In the data that follows, give the number of lines containing the word "below". Offer no additional comment.

Task inputs:

◆ ◆ ◆ ◆

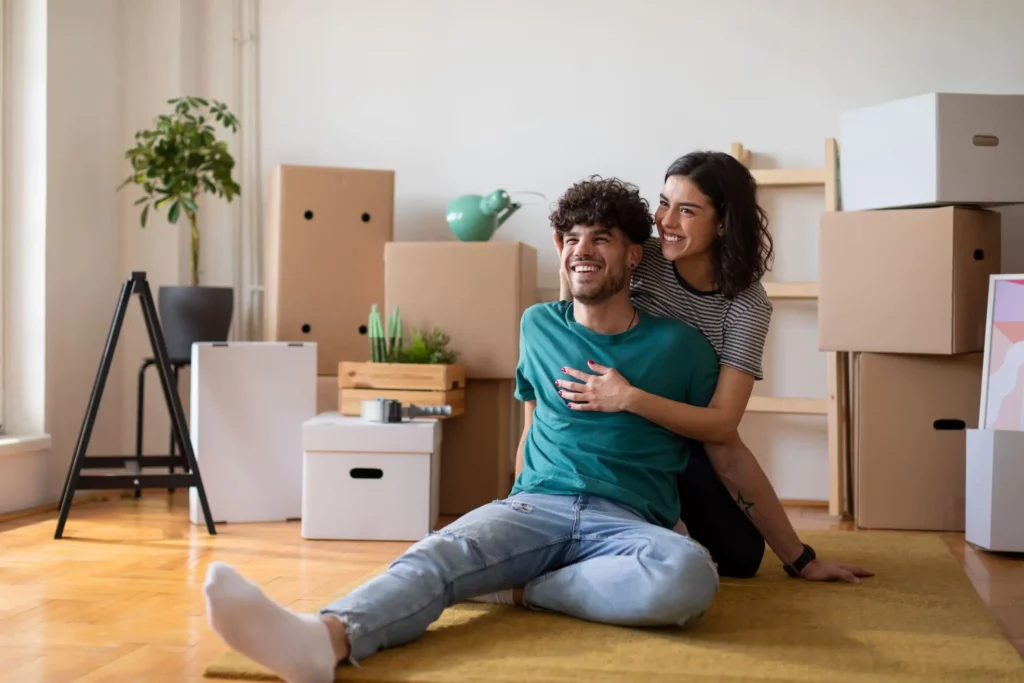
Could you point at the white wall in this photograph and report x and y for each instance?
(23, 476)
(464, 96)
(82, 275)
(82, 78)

◆ ◆ ◆ ◆

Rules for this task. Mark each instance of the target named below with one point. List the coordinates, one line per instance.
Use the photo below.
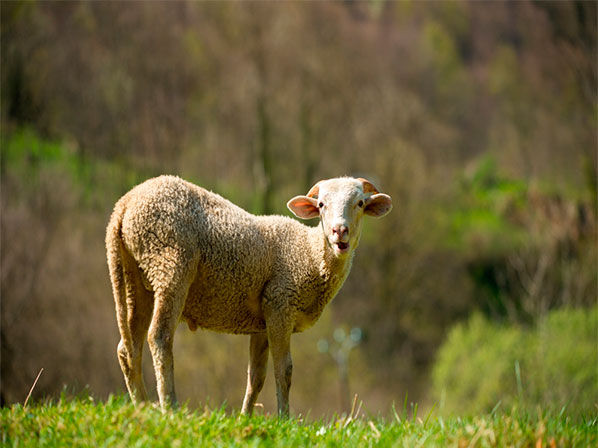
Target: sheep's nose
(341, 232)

◆ ◆ ◆ ◆

Response area:
2